====== Data to process ======

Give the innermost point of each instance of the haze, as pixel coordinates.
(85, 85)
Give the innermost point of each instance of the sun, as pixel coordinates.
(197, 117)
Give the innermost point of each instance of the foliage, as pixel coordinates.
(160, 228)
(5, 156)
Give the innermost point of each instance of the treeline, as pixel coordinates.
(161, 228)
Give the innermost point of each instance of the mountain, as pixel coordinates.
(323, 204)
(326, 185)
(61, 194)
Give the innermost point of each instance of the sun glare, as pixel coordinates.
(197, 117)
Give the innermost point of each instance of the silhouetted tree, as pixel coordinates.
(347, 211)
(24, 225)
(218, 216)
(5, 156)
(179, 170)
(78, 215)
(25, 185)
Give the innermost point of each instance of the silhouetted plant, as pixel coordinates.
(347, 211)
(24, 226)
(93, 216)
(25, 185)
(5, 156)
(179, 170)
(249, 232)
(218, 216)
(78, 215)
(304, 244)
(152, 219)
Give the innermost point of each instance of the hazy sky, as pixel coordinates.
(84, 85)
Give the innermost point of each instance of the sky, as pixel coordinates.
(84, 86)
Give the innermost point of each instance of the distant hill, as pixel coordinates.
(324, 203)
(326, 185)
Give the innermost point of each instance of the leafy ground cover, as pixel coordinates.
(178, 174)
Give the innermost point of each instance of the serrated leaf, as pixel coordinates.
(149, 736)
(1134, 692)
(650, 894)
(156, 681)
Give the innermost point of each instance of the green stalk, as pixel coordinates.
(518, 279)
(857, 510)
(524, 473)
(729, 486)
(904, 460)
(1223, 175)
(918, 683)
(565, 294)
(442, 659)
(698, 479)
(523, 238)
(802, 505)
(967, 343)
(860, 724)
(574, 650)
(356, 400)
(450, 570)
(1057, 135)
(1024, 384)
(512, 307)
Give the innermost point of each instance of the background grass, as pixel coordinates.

======

Faithfully transcribe the whole of the data.

### Full solution
Give the innermost point of each instance of the haze, as pixel coordinates.
(85, 85)
Give the innermost point of each instance of the sun, as pixel coordinates.
(197, 117)
Give the innermost point of each instance of the foliage, as pixel coordinates.
(160, 228)
(5, 156)
Give the innermost point of each instance of the treeline, as pixel coordinates.
(161, 228)
Give the innermost point of each instance of the mountain, as pixel coordinates.
(323, 204)
(326, 185)
(61, 194)
Give the innermost point of each instance of the sun glare, as pixel coordinates.
(197, 117)
Give the innermost point of each instance of the silhouetted tree, as pixel coordinates.
(347, 211)
(24, 225)
(218, 216)
(5, 156)
(179, 170)
(78, 215)
(25, 185)
Give the innermost point of each instance of the silhouetted plant, as pixel coordinates.
(347, 211)
(24, 226)
(93, 216)
(25, 185)
(5, 156)
(179, 170)
(249, 232)
(218, 216)
(78, 215)
(304, 244)
(152, 219)
Give the innermost point of each instance of the hazy sky, as pixel coordinates.
(84, 85)
Give the innermost point of each instance of the sky, as pixel coordinates.
(84, 86)
Give the innermost point of each instance of the distant hill, as pixel coordinates.
(324, 203)
(326, 185)
Give the innermost point of each instance of the leafy ground cover, as pixel coordinates.
(178, 174)
Give the innermost point of each instance of the serrated leaf, as pixel coordinates.
(149, 736)
(1134, 692)
(650, 894)
(156, 681)
Give the innermost point of each instance of the green stalk, as pixel coordinates.
(518, 279)
(857, 510)
(524, 473)
(729, 486)
(904, 460)
(1223, 175)
(918, 683)
(565, 294)
(442, 659)
(698, 479)
(523, 238)
(802, 505)
(967, 343)
(860, 724)
(574, 650)
(356, 400)
(450, 570)
(1057, 135)
(1024, 384)
(512, 307)
Give the innermost point of each instance of the background grass, as pixel coordinates.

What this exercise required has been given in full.